TEXT PASSAGE ::
---------------
It does, occasionally, for minimizing file extents, as the filesystem only supports a finite amount of them (65535, IIRC).
Your statement is incorrect. The defrag program runs the TRIM command when an SSD is detected, instead of moving parts of files around. You will degrade your SSD if it never has the TRIM command run on it.
Degrade the performance because writing to a freed block requires a 0 write first. TRIM does those 0 writes so future writes take place in pre-0ed cells. So yes, leave what is called deffrag on, even though that is a misnomer as defragmenting only happens to HDDs.
Windows 11 used defrag instead of trim, it was fixed twice, it is only a matter of time before it will occur again, if it did not already, it was found out only thanks to people like us, who questioned it. I just use disk manufacturer's utility. I never take into consideration empty statements like it is supposed to work like that, just like memory managment. 11 leaks memory all the time, even system processes like dwm, explorer, widgets, etc. I prefer to manage RAM myself.
TRIM is all about writing to an SSD. It is faster to write to pre-cleared blocks than it is to overwrite existing data marked as free. TRIM takes blocks marked as free and 0s them out. As far as prolonging the life of a SSD goes, if people are actually worried about this, buy a cheap used Optane drive and move anything with a lot of random read/write access to the Optane drive.
My drive has a performance hit while it's performing a disk-wide TRIM, for about 4 seconds, once a week...
No need to run TRIM that often unless you do an insane amount file creation and deletion. I only run it after a CU install and even then, that is more often is probably needed.
---------------
TASK :: Reproduce word for word the part of the SSD TRIM discussion between "It does, occasionally, for" and "command run on it.", inclusive.

DATA SHOWN ::
---------------
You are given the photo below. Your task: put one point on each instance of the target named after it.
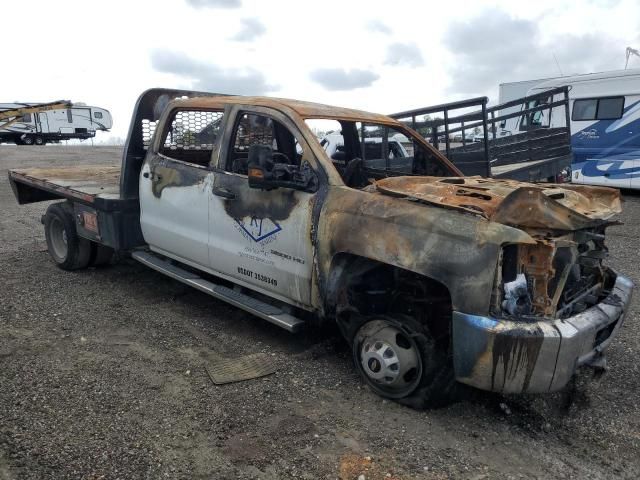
---------------
SOLVED PROBLEM ::
It does, occasionally, for minimizing file extents, as the filesystem only supports a finite amount of them (65535, IIRC).
Your statement is incorrect. The defrag program runs the TRIM command when an SSD is detected, instead of moving parts of files around. You will degrade your SSD if it never has the TRIM command run on it.